───── DATA TO USE ─────

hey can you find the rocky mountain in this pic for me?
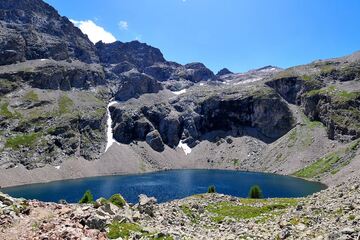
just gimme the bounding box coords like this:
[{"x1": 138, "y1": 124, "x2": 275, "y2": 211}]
[
  {"x1": 0, "y1": 0, "x2": 359, "y2": 192},
  {"x1": 0, "y1": 0, "x2": 99, "y2": 65}
]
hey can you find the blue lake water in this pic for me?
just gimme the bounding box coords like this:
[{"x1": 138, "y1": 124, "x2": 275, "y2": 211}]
[{"x1": 2, "y1": 169, "x2": 327, "y2": 203}]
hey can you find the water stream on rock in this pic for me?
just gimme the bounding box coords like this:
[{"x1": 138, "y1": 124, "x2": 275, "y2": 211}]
[{"x1": 105, "y1": 101, "x2": 118, "y2": 152}]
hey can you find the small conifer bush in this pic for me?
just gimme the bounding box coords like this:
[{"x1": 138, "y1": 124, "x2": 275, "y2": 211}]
[
  {"x1": 207, "y1": 185, "x2": 216, "y2": 193},
  {"x1": 79, "y1": 190, "x2": 94, "y2": 204},
  {"x1": 248, "y1": 185, "x2": 263, "y2": 199}
]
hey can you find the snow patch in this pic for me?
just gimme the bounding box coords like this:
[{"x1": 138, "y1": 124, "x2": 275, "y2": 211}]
[
  {"x1": 233, "y1": 77, "x2": 262, "y2": 85},
  {"x1": 178, "y1": 140, "x2": 192, "y2": 155},
  {"x1": 172, "y1": 89, "x2": 187, "y2": 95},
  {"x1": 105, "y1": 101, "x2": 119, "y2": 152}
]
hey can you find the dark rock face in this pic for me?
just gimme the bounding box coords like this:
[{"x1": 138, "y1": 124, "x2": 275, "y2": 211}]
[
  {"x1": 146, "y1": 130, "x2": 165, "y2": 152},
  {"x1": 96, "y1": 41, "x2": 166, "y2": 70},
  {"x1": 266, "y1": 76, "x2": 323, "y2": 105},
  {"x1": 174, "y1": 62, "x2": 214, "y2": 83},
  {"x1": 144, "y1": 62, "x2": 180, "y2": 82},
  {"x1": 216, "y1": 68, "x2": 233, "y2": 76},
  {"x1": 0, "y1": 0, "x2": 99, "y2": 65},
  {"x1": 0, "y1": 60, "x2": 105, "y2": 90},
  {"x1": 110, "y1": 86, "x2": 295, "y2": 151},
  {"x1": 302, "y1": 92, "x2": 360, "y2": 142},
  {"x1": 114, "y1": 70, "x2": 163, "y2": 101},
  {"x1": 178, "y1": 89, "x2": 294, "y2": 142}
]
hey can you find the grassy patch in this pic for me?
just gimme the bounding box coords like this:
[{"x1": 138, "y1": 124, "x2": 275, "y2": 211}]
[
  {"x1": 0, "y1": 79, "x2": 18, "y2": 94},
  {"x1": 24, "y1": 90, "x2": 39, "y2": 102},
  {"x1": 108, "y1": 222, "x2": 143, "y2": 239},
  {"x1": 294, "y1": 139, "x2": 360, "y2": 178},
  {"x1": 107, "y1": 222, "x2": 173, "y2": 240},
  {"x1": 287, "y1": 128, "x2": 297, "y2": 147},
  {"x1": 0, "y1": 102, "x2": 13, "y2": 118},
  {"x1": 305, "y1": 86, "x2": 360, "y2": 104},
  {"x1": 205, "y1": 199, "x2": 297, "y2": 223},
  {"x1": 5, "y1": 132, "x2": 40, "y2": 150},
  {"x1": 303, "y1": 115, "x2": 323, "y2": 129},
  {"x1": 294, "y1": 153, "x2": 340, "y2": 178},
  {"x1": 180, "y1": 204, "x2": 200, "y2": 223},
  {"x1": 58, "y1": 94, "x2": 74, "y2": 114}
]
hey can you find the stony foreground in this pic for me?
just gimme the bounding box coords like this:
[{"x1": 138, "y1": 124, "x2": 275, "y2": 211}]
[{"x1": 0, "y1": 177, "x2": 359, "y2": 240}]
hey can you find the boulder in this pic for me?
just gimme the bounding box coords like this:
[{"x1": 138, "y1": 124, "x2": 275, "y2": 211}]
[
  {"x1": 137, "y1": 194, "x2": 157, "y2": 217},
  {"x1": 146, "y1": 130, "x2": 165, "y2": 152}
]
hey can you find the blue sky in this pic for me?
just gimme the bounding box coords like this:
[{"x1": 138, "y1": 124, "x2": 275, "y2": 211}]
[{"x1": 45, "y1": 0, "x2": 360, "y2": 73}]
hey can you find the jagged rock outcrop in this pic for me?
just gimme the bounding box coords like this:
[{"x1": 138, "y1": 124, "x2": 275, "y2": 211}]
[
  {"x1": 96, "y1": 41, "x2": 166, "y2": 70},
  {"x1": 114, "y1": 69, "x2": 163, "y2": 101},
  {"x1": 0, "y1": 0, "x2": 99, "y2": 65},
  {"x1": 110, "y1": 85, "x2": 294, "y2": 151},
  {"x1": 0, "y1": 60, "x2": 105, "y2": 90},
  {"x1": 216, "y1": 68, "x2": 233, "y2": 76},
  {"x1": 173, "y1": 62, "x2": 215, "y2": 83},
  {"x1": 302, "y1": 89, "x2": 360, "y2": 142},
  {"x1": 265, "y1": 74, "x2": 324, "y2": 105}
]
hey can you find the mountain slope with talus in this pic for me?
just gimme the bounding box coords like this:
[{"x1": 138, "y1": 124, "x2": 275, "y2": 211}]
[{"x1": 0, "y1": 0, "x2": 359, "y2": 188}]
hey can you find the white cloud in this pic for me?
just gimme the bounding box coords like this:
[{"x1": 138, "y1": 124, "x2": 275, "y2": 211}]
[
  {"x1": 118, "y1": 20, "x2": 129, "y2": 30},
  {"x1": 70, "y1": 19, "x2": 116, "y2": 44}
]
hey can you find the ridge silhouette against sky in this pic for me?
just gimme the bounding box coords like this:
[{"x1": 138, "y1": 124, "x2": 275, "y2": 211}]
[{"x1": 45, "y1": 0, "x2": 360, "y2": 73}]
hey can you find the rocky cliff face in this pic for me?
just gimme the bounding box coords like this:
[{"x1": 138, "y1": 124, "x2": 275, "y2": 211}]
[
  {"x1": 265, "y1": 55, "x2": 360, "y2": 142},
  {"x1": 0, "y1": 0, "x2": 359, "y2": 177},
  {"x1": 0, "y1": 0, "x2": 99, "y2": 65},
  {"x1": 110, "y1": 84, "x2": 294, "y2": 152}
]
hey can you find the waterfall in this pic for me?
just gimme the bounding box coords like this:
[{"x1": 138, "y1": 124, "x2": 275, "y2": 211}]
[{"x1": 105, "y1": 101, "x2": 118, "y2": 152}]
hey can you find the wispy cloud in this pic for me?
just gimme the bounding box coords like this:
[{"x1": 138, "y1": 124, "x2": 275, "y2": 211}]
[
  {"x1": 118, "y1": 20, "x2": 129, "y2": 30},
  {"x1": 70, "y1": 19, "x2": 116, "y2": 44}
]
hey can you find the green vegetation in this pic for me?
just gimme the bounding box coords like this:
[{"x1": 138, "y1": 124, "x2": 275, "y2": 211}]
[
  {"x1": 319, "y1": 64, "x2": 336, "y2": 76},
  {"x1": 303, "y1": 115, "x2": 323, "y2": 129},
  {"x1": 79, "y1": 190, "x2": 94, "y2": 204},
  {"x1": 108, "y1": 222, "x2": 143, "y2": 239},
  {"x1": 207, "y1": 185, "x2": 216, "y2": 193},
  {"x1": 0, "y1": 79, "x2": 18, "y2": 94},
  {"x1": 248, "y1": 185, "x2": 263, "y2": 199},
  {"x1": 305, "y1": 86, "x2": 360, "y2": 104},
  {"x1": 5, "y1": 133, "x2": 40, "y2": 150},
  {"x1": 180, "y1": 205, "x2": 200, "y2": 224},
  {"x1": 24, "y1": 90, "x2": 39, "y2": 102},
  {"x1": 232, "y1": 159, "x2": 239, "y2": 166},
  {"x1": 0, "y1": 102, "x2": 13, "y2": 118},
  {"x1": 287, "y1": 128, "x2": 297, "y2": 147},
  {"x1": 58, "y1": 94, "x2": 74, "y2": 114},
  {"x1": 294, "y1": 153, "x2": 340, "y2": 178},
  {"x1": 109, "y1": 194, "x2": 126, "y2": 208},
  {"x1": 205, "y1": 199, "x2": 297, "y2": 223},
  {"x1": 107, "y1": 221, "x2": 173, "y2": 240},
  {"x1": 294, "y1": 139, "x2": 360, "y2": 178}
]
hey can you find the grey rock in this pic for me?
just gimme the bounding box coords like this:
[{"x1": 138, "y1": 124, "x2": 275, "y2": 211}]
[{"x1": 146, "y1": 130, "x2": 165, "y2": 152}]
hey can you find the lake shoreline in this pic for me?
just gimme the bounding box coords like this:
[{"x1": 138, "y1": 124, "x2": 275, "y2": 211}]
[{"x1": 0, "y1": 142, "x2": 330, "y2": 189}]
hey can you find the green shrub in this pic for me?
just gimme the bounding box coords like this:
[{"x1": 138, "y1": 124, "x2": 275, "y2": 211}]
[
  {"x1": 207, "y1": 185, "x2": 216, "y2": 193},
  {"x1": 79, "y1": 190, "x2": 94, "y2": 204},
  {"x1": 109, "y1": 193, "x2": 126, "y2": 208},
  {"x1": 5, "y1": 133, "x2": 40, "y2": 149},
  {"x1": 249, "y1": 185, "x2": 263, "y2": 199}
]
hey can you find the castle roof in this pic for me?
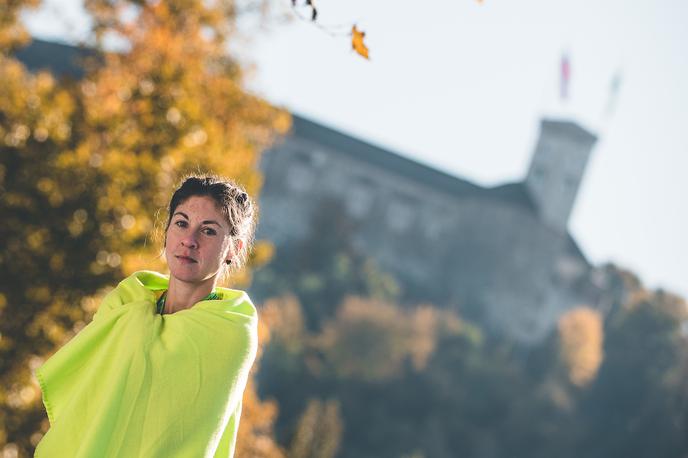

─────

• [HOW TO COMPLETE THIS TASK]
For the string "rocky", show each line of the entries above where it occurs.

• [SOLVED PROBLEM]
hey can you find the rocky mountain in this pic for me?
hey can you find the rocky cliff face in this pic for me?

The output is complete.